From first line to last, retype the data exactly.

Saved entries
▶

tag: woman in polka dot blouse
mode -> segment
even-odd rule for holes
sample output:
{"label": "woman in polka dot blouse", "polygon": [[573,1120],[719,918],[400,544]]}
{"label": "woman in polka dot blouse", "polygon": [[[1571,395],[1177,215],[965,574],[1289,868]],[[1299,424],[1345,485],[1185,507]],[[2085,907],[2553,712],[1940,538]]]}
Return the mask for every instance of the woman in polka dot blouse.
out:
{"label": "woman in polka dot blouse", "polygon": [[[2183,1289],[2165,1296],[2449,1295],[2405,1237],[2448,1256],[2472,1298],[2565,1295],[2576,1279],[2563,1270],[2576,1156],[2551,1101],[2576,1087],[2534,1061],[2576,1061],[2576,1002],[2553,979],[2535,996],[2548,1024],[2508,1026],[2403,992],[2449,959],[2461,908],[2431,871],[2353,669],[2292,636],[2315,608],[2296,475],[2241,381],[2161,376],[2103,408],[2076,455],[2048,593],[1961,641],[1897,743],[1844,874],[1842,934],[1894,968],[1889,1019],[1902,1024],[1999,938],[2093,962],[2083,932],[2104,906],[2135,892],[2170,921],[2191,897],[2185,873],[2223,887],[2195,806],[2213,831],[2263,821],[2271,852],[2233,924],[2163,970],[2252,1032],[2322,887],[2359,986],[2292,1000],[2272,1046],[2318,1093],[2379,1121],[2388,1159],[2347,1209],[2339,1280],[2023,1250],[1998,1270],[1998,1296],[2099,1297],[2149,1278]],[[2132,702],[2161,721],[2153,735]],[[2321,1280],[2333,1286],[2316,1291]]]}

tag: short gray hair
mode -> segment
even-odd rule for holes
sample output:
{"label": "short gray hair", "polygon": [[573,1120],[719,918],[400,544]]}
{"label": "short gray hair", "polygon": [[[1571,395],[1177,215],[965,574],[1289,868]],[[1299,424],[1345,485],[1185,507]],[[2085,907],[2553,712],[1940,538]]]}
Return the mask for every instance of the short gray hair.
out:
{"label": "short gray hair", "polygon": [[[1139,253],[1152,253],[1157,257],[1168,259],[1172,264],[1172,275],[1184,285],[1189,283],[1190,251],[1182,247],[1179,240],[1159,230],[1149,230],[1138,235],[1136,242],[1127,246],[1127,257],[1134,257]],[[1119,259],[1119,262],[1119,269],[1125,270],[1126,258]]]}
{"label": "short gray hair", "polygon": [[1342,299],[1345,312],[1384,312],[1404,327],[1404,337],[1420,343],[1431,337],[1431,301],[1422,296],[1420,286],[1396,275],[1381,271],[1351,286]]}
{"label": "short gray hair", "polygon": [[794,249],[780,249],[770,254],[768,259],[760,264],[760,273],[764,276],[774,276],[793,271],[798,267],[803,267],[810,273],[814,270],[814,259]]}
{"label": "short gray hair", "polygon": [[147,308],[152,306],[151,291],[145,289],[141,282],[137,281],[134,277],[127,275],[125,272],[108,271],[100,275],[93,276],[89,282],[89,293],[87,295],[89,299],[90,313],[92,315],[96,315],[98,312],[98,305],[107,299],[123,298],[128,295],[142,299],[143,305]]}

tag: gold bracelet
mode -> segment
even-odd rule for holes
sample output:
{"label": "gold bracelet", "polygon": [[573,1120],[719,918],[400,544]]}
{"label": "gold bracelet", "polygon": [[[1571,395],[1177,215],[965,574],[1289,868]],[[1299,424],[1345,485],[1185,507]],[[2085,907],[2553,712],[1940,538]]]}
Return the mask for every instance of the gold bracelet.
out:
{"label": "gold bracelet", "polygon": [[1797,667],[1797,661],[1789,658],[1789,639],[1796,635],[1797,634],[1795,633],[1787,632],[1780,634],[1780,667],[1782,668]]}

◀

> Task result:
tag: woman in polka dot blouse
mode -> segment
even-odd rule for holes
sample output:
{"label": "woman in polka dot blouse", "polygon": [[573,1120],[719,918],[400,544]]}
{"label": "woman in polka dot blouse", "polygon": [[[1571,395],[1177,215],[965,574],[1289,868]],[[1299,424],[1345,485],[1185,507]],[[2085,907],[2553,712],[1940,538]]]}
Return the mask for every instance of the woman in polka dot blouse.
out:
{"label": "woman in polka dot blouse", "polygon": [[[2183,1289],[2165,1296],[2449,1295],[2405,1237],[2448,1256],[2472,1298],[2565,1295],[2576,1279],[2563,1270],[2576,1156],[2551,1101],[2576,1087],[2534,1061],[2576,1061],[2576,1002],[2553,979],[2535,996],[2548,1024],[2508,1026],[2403,992],[2449,959],[2461,908],[2431,871],[2353,669],[2292,636],[2315,608],[2296,475],[2241,381],[2161,376],[2103,408],[2076,455],[2048,593],[1961,641],[1897,743],[1844,874],[1842,934],[1894,968],[1889,1019],[1902,1024],[1999,938],[2093,962],[2083,932],[2104,906],[2135,892],[2170,921],[2191,897],[2185,873],[2223,887],[2195,806],[2213,831],[2263,821],[2271,852],[2233,924],[2163,970],[2252,1032],[2322,887],[2359,986],[2292,1000],[2272,1046],[2318,1093],[2379,1121],[2388,1159],[2347,1209],[2339,1280],[2023,1250],[1998,1270],[1998,1296],[2099,1297],[2149,1278]],[[2132,702],[2161,721],[2153,735]],[[2321,1280],[2333,1286],[2316,1291]]]}

tag: short gray hair
mode -> segment
even-odd rule for holes
sample output:
{"label": "short gray hair", "polygon": [[573,1120],[719,918],[400,544]]}
{"label": "short gray hair", "polygon": [[[1571,395],[1177,215],[965,574],[1289,868]],[[1299,424],[1345,485],[1185,507]],[[2085,907],[2553,712],[1940,538]]]}
Return the mask for every instance of the short gray hair.
out:
{"label": "short gray hair", "polygon": [[[1139,253],[1152,253],[1157,257],[1168,259],[1172,264],[1172,275],[1184,285],[1189,283],[1190,251],[1182,247],[1179,240],[1159,230],[1149,230],[1138,235],[1136,242],[1127,246],[1127,257],[1134,257]],[[1119,259],[1119,262],[1119,269],[1125,270],[1126,258]]]}
{"label": "short gray hair", "polygon": [[1342,299],[1345,312],[1384,312],[1404,327],[1404,337],[1420,343],[1431,337],[1431,301],[1422,296],[1420,286],[1396,275],[1381,271],[1351,286]]}
{"label": "short gray hair", "polygon": [[794,249],[780,249],[770,254],[768,259],[760,264],[760,273],[764,276],[774,276],[793,271],[798,267],[803,267],[810,273],[814,270],[814,259]]}
{"label": "short gray hair", "polygon": [[147,308],[152,306],[151,291],[145,289],[141,282],[137,281],[134,277],[127,275],[125,272],[108,271],[100,275],[93,276],[89,282],[89,293],[87,295],[89,299],[90,313],[92,315],[96,315],[98,312],[98,305],[107,299],[123,298],[128,295],[142,299],[143,305]]}

tag: gold bracelet
mode -> segment
even-odd rule for holes
sample output:
{"label": "gold bracelet", "polygon": [[573,1120],[719,918],[400,544]]}
{"label": "gold bracelet", "polygon": [[[1571,395],[1177,215],[965,574],[1289,868]],[[1299,424],[1345,485],[1185,507]],[[2085,907],[2553,712],[1940,538]]]}
Return the mask for every instance of the gold bracelet.
out:
{"label": "gold bracelet", "polygon": [[1797,667],[1797,661],[1789,658],[1789,639],[1796,635],[1797,634],[1795,633],[1787,632],[1780,634],[1780,667],[1782,668]]}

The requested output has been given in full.